- _STATED PROBLEM_
Output part of the listing below as a Markdown table with two columns, Row and Line, numbering each row. Begin at the line that has "TARGET: ficus plant" and stop after the line that has "(1029, 375)", leaving out blank lines and pictures.

- _SUPPLIED DATA_
--------------------

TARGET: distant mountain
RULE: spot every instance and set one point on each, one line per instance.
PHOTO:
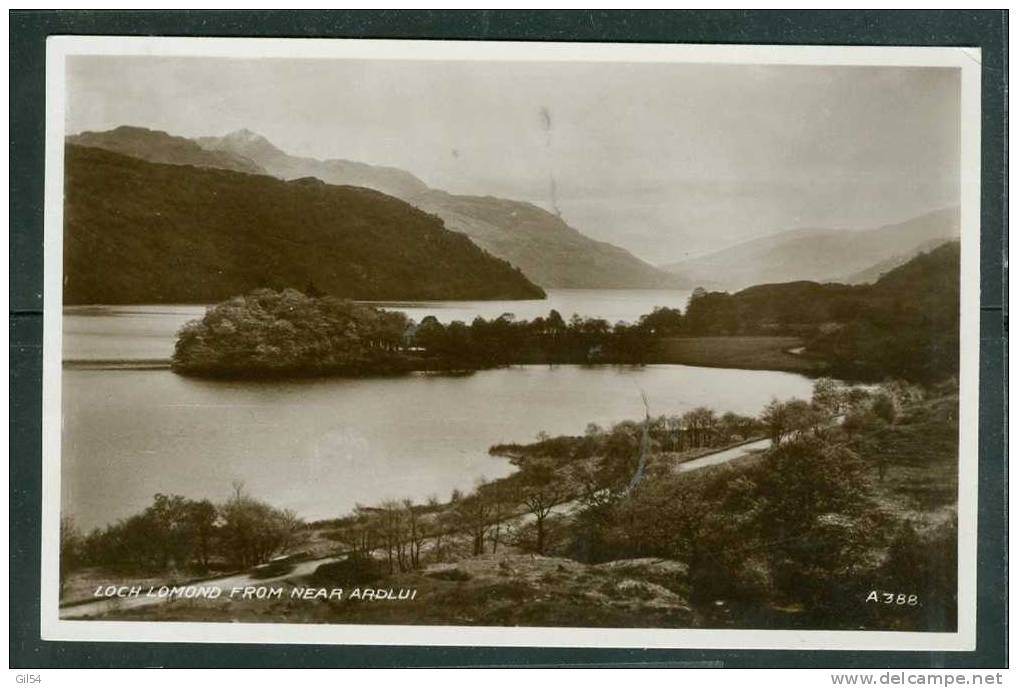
(542, 244)
(139, 232)
(851, 256)
(904, 325)
(248, 145)
(159, 147)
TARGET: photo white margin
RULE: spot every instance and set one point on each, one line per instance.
(966, 59)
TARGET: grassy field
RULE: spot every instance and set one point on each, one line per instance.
(753, 353)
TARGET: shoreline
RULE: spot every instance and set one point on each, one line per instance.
(764, 352)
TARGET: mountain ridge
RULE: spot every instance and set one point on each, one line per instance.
(543, 245)
(142, 232)
(849, 256)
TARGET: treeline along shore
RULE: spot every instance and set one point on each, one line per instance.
(905, 325)
(851, 498)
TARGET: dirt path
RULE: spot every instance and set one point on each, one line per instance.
(251, 578)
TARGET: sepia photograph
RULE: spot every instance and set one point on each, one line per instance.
(407, 342)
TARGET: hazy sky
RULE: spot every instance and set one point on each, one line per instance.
(666, 160)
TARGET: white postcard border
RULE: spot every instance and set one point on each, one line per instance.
(966, 59)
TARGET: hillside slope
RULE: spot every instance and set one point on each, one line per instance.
(905, 325)
(137, 232)
(159, 147)
(542, 244)
(851, 256)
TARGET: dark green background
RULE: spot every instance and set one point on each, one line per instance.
(983, 29)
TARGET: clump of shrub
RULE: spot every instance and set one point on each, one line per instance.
(355, 569)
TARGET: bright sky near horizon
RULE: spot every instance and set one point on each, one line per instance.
(666, 160)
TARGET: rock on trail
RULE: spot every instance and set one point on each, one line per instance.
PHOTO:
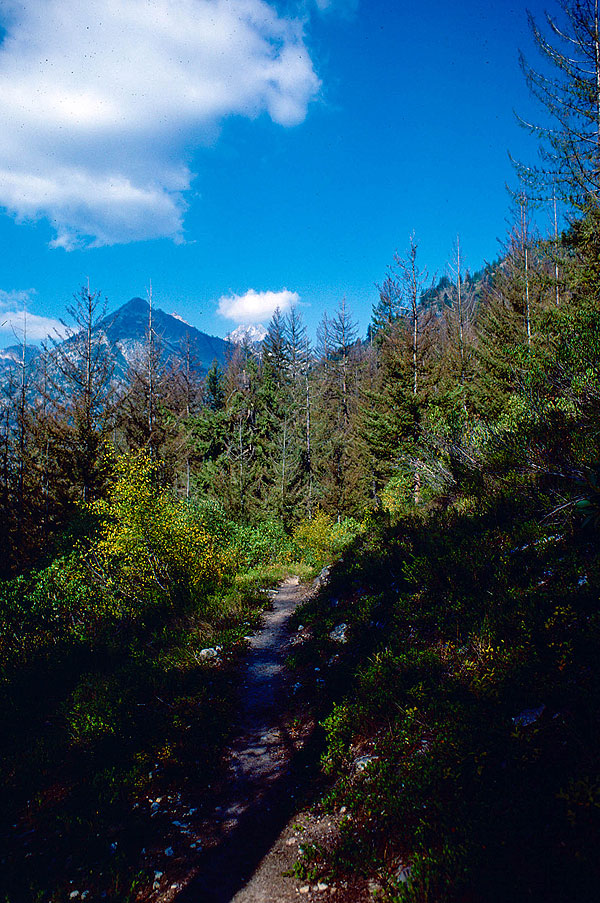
(266, 763)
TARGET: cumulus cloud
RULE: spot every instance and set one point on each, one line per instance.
(103, 102)
(13, 310)
(253, 307)
(345, 7)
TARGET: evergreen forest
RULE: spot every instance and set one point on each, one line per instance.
(446, 468)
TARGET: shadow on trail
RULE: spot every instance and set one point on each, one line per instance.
(224, 869)
(269, 772)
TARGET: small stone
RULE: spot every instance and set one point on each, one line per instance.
(529, 716)
(403, 874)
(339, 634)
(363, 762)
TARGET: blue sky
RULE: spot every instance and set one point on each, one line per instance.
(238, 153)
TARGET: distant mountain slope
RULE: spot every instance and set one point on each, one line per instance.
(124, 333)
(126, 330)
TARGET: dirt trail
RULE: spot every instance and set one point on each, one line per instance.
(268, 765)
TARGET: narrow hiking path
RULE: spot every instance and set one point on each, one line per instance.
(267, 766)
(249, 829)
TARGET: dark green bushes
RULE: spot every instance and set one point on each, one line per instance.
(471, 682)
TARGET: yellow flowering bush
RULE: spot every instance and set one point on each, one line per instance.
(150, 546)
(321, 539)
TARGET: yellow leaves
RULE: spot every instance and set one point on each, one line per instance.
(149, 541)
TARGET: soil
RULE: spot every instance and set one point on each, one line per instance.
(238, 844)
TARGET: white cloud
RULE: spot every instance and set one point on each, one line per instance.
(103, 102)
(254, 306)
(13, 309)
(345, 7)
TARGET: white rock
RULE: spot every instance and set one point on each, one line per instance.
(363, 762)
(340, 633)
(529, 716)
(403, 874)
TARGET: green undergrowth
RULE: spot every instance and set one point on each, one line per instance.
(462, 713)
(106, 697)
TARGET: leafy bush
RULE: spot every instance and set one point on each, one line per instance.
(321, 539)
(261, 544)
(152, 547)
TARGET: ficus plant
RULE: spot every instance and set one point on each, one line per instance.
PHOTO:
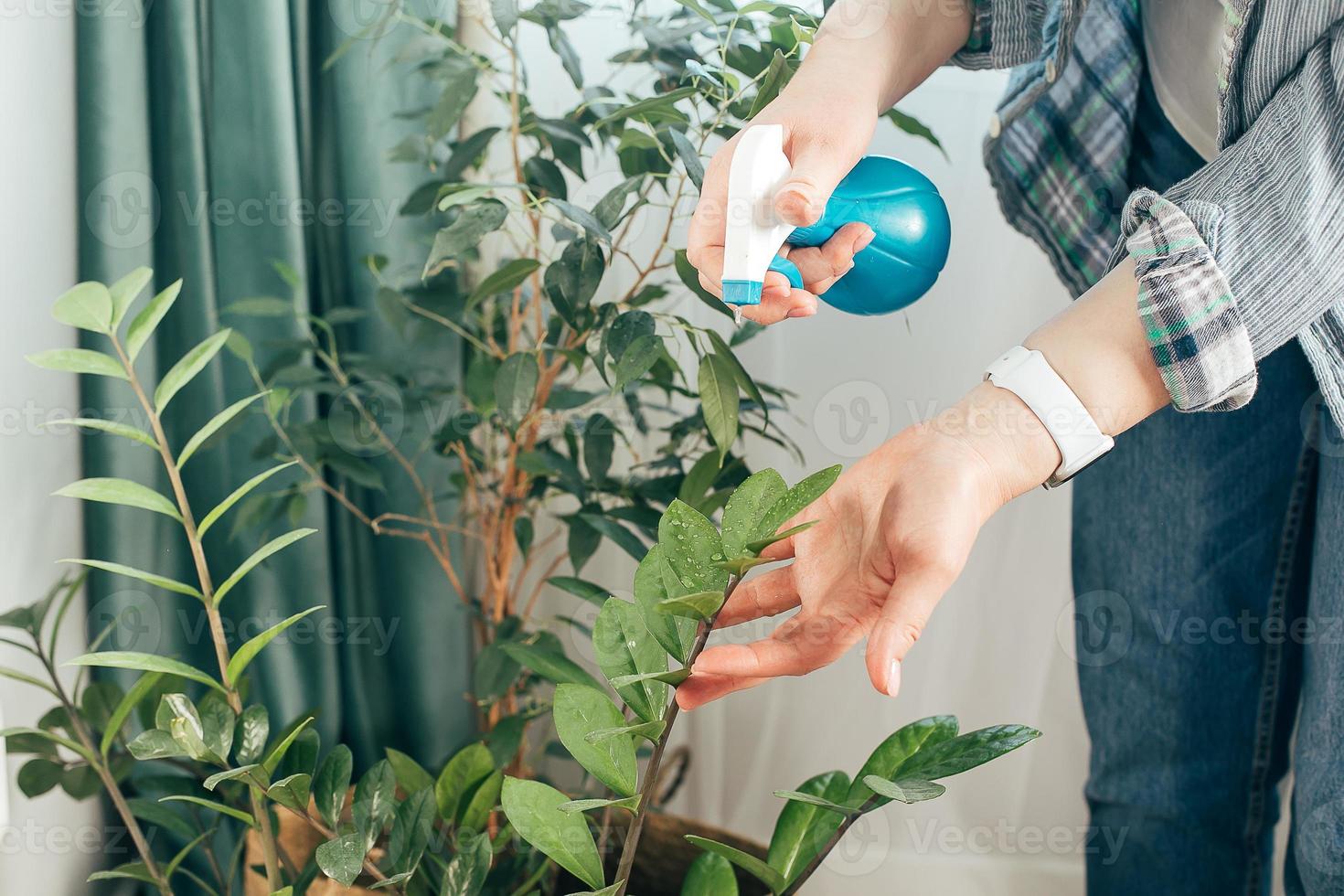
(679, 590)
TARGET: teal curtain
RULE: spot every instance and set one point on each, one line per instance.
(212, 143)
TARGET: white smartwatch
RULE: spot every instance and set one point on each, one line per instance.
(1029, 375)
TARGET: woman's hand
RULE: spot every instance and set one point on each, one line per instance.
(892, 535)
(824, 140)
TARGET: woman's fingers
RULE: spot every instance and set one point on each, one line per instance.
(798, 646)
(765, 595)
(700, 689)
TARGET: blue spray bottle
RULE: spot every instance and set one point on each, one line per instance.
(903, 208)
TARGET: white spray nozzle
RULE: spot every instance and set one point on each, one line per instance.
(752, 232)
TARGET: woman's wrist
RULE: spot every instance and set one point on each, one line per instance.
(1011, 446)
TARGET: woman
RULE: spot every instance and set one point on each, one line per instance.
(1214, 283)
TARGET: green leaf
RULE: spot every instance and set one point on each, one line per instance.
(460, 776)
(465, 873)
(515, 387)
(761, 544)
(466, 231)
(331, 784)
(631, 804)
(411, 775)
(585, 219)
(637, 359)
(143, 325)
(342, 859)
(549, 663)
(139, 690)
(253, 774)
(506, 280)
(155, 744)
(212, 806)
(214, 426)
(39, 775)
(108, 426)
(798, 498)
(251, 735)
(144, 663)
(581, 589)
(750, 864)
(580, 710)
(688, 156)
(113, 491)
(188, 367)
(965, 752)
(246, 653)
(274, 546)
(675, 635)
(125, 292)
(411, 827)
(78, 360)
(803, 829)
(85, 305)
(623, 646)
(775, 77)
(483, 802)
(651, 731)
(272, 762)
(709, 875)
(691, 549)
(891, 753)
(725, 352)
(240, 493)
(702, 604)
(907, 790)
(915, 128)
(674, 678)
(532, 809)
(163, 581)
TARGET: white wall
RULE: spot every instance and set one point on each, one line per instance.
(37, 840)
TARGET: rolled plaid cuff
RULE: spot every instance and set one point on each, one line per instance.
(1004, 34)
(1194, 326)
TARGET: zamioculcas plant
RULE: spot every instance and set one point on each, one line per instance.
(679, 589)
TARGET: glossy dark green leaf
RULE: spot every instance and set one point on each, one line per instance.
(803, 829)
(515, 387)
(892, 752)
(460, 776)
(675, 635)
(907, 790)
(580, 710)
(624, 646)
(342, 859)
(465, 873)
(720, 400)
(331, 784)
(532, 807)
(748, 863)
(797, 500)
(965, 752)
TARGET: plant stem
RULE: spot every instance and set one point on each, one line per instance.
(109, 784)
(208, 592)
(651, 772)
(831, 844)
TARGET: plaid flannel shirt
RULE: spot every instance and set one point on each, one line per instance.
(1235, 260)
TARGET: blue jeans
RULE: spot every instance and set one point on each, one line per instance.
(1209, 571)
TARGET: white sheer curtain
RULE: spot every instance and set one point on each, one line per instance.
(991, 653)
(43, 841)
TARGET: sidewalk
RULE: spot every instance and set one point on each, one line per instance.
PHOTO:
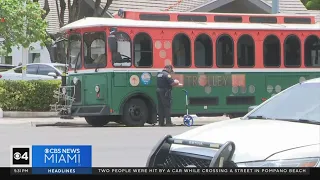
(81, 121)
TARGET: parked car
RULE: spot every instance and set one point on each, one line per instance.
(283, 131)
(35, 71)
(5, 67)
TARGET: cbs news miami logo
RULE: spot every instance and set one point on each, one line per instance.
(51, 156)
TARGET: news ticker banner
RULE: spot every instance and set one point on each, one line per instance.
(77, 159)
(51, 159)
(161, 171)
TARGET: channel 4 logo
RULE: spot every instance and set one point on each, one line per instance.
(56, 156)
(21, 156)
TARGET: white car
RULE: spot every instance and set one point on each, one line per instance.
(284, 131)
(35, 71)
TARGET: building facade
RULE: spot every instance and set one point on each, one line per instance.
(41, 54)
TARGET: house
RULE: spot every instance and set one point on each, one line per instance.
(41, 54)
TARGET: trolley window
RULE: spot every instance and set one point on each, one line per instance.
(192, 18)
(235, 19)
(155, 17)
(291, 20)
(271, 20)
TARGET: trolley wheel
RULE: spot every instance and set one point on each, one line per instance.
(188, 120)
(97, 121)
(135, 113)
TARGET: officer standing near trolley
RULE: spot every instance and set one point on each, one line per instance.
(164, 87)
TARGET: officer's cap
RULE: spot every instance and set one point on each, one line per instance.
(169, 67)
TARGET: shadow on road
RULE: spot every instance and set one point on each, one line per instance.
(77, 125)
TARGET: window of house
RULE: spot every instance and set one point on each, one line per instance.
(203, 52)
(225, 51)
(122, 58)
(246, 55)
(271, 51)
(45, 70)
(292, 51)
(312, 51)
(143, 56)
(181, 51)
(75, 51)
(34, 58)
(96, 56)
(6, 59)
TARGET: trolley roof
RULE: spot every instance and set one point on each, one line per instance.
(91, 22)
(215, 17)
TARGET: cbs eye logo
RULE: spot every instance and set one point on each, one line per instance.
(20, 156)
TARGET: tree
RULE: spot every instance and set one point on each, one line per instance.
(311, 4)
(21, 24)
(74, 9)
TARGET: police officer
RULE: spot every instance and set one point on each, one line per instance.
(164, 87)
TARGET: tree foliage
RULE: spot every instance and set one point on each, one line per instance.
(311, 4)
(21, 24)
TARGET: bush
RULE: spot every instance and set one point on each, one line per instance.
(27, 95)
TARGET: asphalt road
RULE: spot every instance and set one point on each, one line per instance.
(111, 146)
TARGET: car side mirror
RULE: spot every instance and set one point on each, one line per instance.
(53, 74)
(251, 108)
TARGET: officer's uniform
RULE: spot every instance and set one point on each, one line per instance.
(164, 81)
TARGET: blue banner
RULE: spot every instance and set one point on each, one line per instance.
(61, 158)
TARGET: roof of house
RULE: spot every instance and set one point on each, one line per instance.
(52, 17)
(285, 6)
(100, 22)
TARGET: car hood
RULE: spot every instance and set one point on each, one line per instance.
(254, 139)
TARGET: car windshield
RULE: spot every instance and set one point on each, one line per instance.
(299, 103)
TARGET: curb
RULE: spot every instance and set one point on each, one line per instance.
(22, 114)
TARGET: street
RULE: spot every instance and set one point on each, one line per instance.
(112, 146)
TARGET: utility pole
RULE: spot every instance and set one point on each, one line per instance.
(275, 6)
(25, 51)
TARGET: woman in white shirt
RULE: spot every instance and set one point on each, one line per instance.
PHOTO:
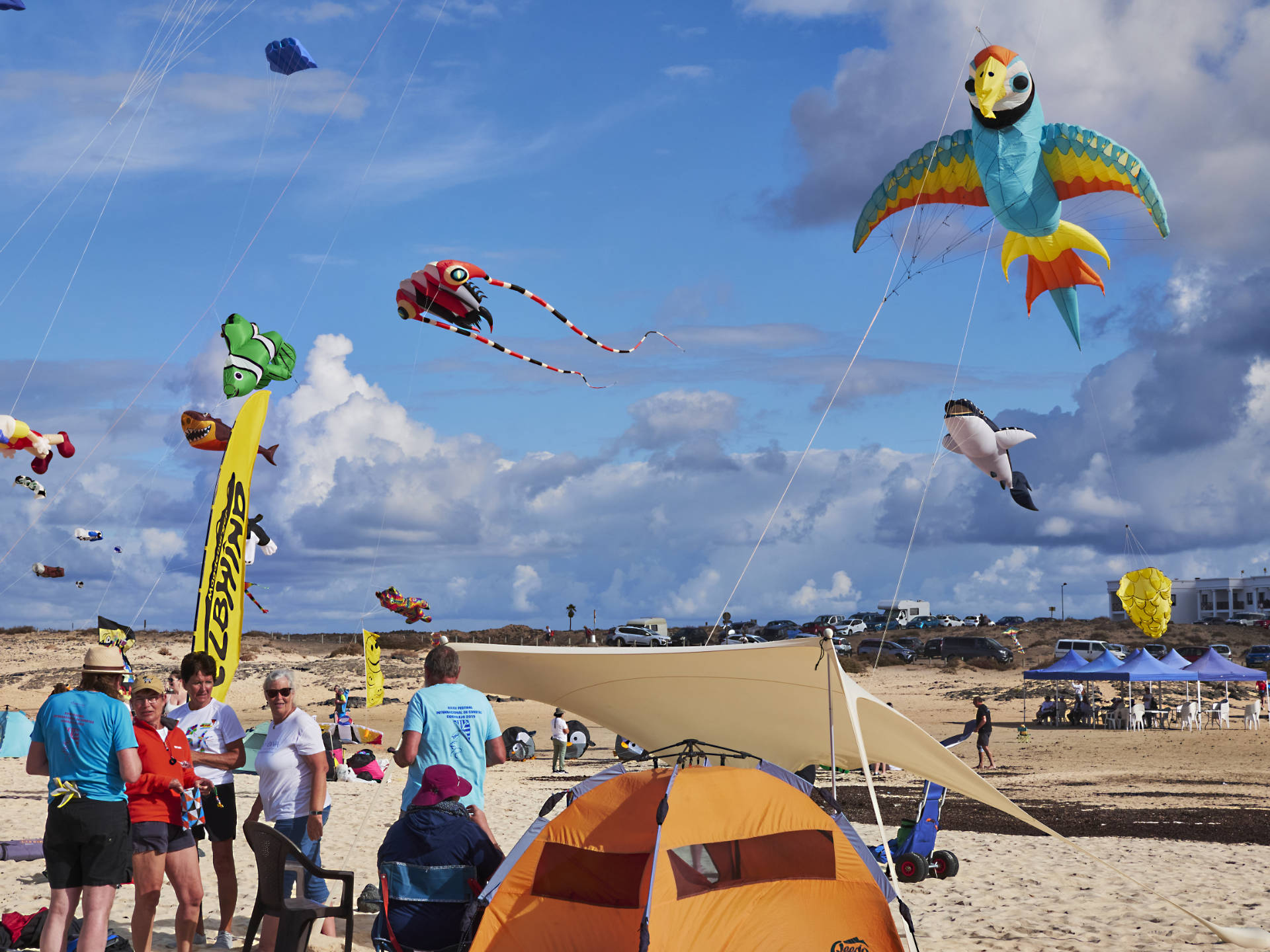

--------------------

- _FINISHED TASK_
| Row | Line |
|---|---|
| 1 | TARGET: ficus plant |
| 2 | RULE: spot every instance and set one point on each, one line per instance. |
| 3 | PHOTO: |
| 4 | (679, 590) |
| 5 | TARGET: teal curtain |
| 6 | RULE: spot every instance and set one point on each, one line per instance. |
| 7 | (212, 143) |
| 8 | TARGET: white smartwatch |
| 9 | RULE: spot every instance and set one point on each, one line per instance. |
| 10 | (1029, 375) |